** Opening Extracted records block **
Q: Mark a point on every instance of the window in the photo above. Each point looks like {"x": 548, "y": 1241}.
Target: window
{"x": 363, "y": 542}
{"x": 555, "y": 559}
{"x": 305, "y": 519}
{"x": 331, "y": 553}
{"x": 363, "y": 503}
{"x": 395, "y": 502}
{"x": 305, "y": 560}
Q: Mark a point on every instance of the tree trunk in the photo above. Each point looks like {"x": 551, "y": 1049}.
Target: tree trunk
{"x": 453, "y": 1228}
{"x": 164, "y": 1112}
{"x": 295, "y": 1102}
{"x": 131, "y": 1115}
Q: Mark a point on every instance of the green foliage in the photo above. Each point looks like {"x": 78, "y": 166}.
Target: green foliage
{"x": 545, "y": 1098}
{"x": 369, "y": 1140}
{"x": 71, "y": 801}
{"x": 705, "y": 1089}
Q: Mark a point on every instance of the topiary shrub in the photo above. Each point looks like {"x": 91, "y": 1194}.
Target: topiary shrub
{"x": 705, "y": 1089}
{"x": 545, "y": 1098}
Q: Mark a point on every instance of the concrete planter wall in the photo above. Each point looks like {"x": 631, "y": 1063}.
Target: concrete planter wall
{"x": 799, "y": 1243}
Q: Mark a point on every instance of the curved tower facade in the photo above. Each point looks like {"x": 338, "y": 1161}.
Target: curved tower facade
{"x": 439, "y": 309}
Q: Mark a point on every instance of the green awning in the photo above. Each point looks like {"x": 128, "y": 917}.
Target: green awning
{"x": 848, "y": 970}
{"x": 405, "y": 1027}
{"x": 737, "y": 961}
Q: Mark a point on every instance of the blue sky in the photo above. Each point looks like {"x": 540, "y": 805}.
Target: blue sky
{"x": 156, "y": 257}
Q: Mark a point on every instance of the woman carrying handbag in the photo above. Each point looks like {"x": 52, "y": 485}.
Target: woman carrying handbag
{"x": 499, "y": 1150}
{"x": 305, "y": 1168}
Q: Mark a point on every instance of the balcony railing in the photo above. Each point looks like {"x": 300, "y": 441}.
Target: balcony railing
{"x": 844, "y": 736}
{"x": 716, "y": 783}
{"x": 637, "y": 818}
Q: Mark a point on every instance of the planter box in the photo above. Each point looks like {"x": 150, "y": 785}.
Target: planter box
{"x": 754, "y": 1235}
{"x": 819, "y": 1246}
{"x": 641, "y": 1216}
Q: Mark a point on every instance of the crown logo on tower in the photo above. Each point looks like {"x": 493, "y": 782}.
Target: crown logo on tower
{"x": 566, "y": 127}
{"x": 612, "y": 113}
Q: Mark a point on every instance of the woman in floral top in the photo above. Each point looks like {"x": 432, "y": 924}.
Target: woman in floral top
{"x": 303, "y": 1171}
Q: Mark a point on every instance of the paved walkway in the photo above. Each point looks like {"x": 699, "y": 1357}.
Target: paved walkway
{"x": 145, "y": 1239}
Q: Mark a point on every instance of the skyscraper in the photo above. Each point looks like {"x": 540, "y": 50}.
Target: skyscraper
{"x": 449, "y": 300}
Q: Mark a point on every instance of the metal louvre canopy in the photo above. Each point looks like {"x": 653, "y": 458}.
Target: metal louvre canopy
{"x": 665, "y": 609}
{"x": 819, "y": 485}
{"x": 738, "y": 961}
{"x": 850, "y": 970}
** Closing Extracted records block **
Exercise objective:
Repeat the data precisely, line by line.

Answer to this task:
Q: Mark a point on every instance of the window in the photo above. Each point looks like {"x": 548, "y": 1241}.
Target: window
{"x": 363, "y": 542}
{"x": 555, "y": 559}
{"x": 305, "y": 519}
{"x": 331, "y": 553}
{"x": 363, "y": 503}
{"x": 395, "y": 502}
{"x": 305, "y": 560}
Q: Mark a point on every instance of the tree trunk in the photo above. Each point looks like {"x": 551, "y": 1049}.
Target: tree trunk
{"x": 453, "y": 1228}
{"x": 164, "y": 1112}
{"x": 295, "y": 1102}
{"x": 131, "y": 1115}
Q: Mark a point on every instance of the green foliage in the photo above. Each point looks like {"x": 78, "y": 166}.
Target: green foliage
{"x": 545, "y": 1098}
{"x": 369, "y": 1140}
{"x": 71, "y": 801}
{"x": 705, "y": 1089}
Q: Mark a point on every instance of the topiary shrub in the photo above. Each point looks like {"x": 91, "y": 1194}.
Target: topiary shrub
{"x": 705, "y": 1089}
{"x": 545, "y": 1098}
Q: Mark a point on every instance of the concrete planter wall in the photo above. Each point looks like {"x": 631, "y": 1063}.
Target: concrete planter wall
{"x": 799, "y": 1243}
Q: Mark a point on every instance of the curved tower facade in the photo above. Each point looks like {"x": 338, "y": 1161}.
Target: curved tower facade
{"x": 439, "y": 309}
Q: Mark a point on every instance of the green awning in the photo above. Each point looks like {"x": 128, "y": 917}.
Target: green awning
{"x": 848, "y": 970}
{"x": 405, "y": 1027}
{"x": 737, "y": 961}
Q: Mark a point on every instance of the blue sky in the photo above. Each point looks like {"x": 540, "y": 805}.
Target: blue sky
{"x": 156, "y": 257}
Q: Mark a point on every instance of the woman carrying handbag in the photo above. Each point looks like {"x": 52, "y": 485}.
Target: woman carrying handbag
{"x": 499, "y": 1150}
{"x": 305, "y": 1168}
Q: Mark a point on every instance of the balcony railing in the photo above. Each point looks like {"x": 300, "y": 441}.
Target: balcony railing
{"x": 844, "y": 736}
{"x": 716, "y": 783}
{"x": 637, "y": 818}
Q: Mark a point on every instance of the planter box in the photo above. Each point looks like {"x": 150, "y": 785}.
Target: planter box
{"x": 754, "y": 1235}
{"x": 819, "y": 1246}
{"x": 641, "y": 1216}
Q: Mark a point on every instance of the crown logo on tower in the photo above. Each point looks like {"x": 493, "y": 782}.
Target: crown logo on tower
{"x": 566, "y": 127}
{"x": 612, "y": 113}
Q: Mark a point on every instance of the woman in floral top in the photo above. Each point looks like {"x": 432, "y": 924}.
Target: woman in floral top
{"x": 303, "y": 1171}
Q: Mark a point on every instance of the paved walkway in the photo above. Each point looks like {"x": 699, "y": 1357}.
Target: paved walkway
{"x": 145, "y": 1239}
Q: Mark a point on every instance of the skyscraper in the photo above. Each point looks like {"x": 540, "y": 50}.
Target: skyscraper
{"x": 449, "y": 300}
Q: Mark a point on every instance of the metal louvre canopy in the photo above. Each point looks like {"x": 653, "y": 458}.
Target: metal louvre canopy
{"x": 665, "y": 609}
{"x": 819, "y": 485}
{"x": 738, "y": 961}
{"x": 850, "y": 970}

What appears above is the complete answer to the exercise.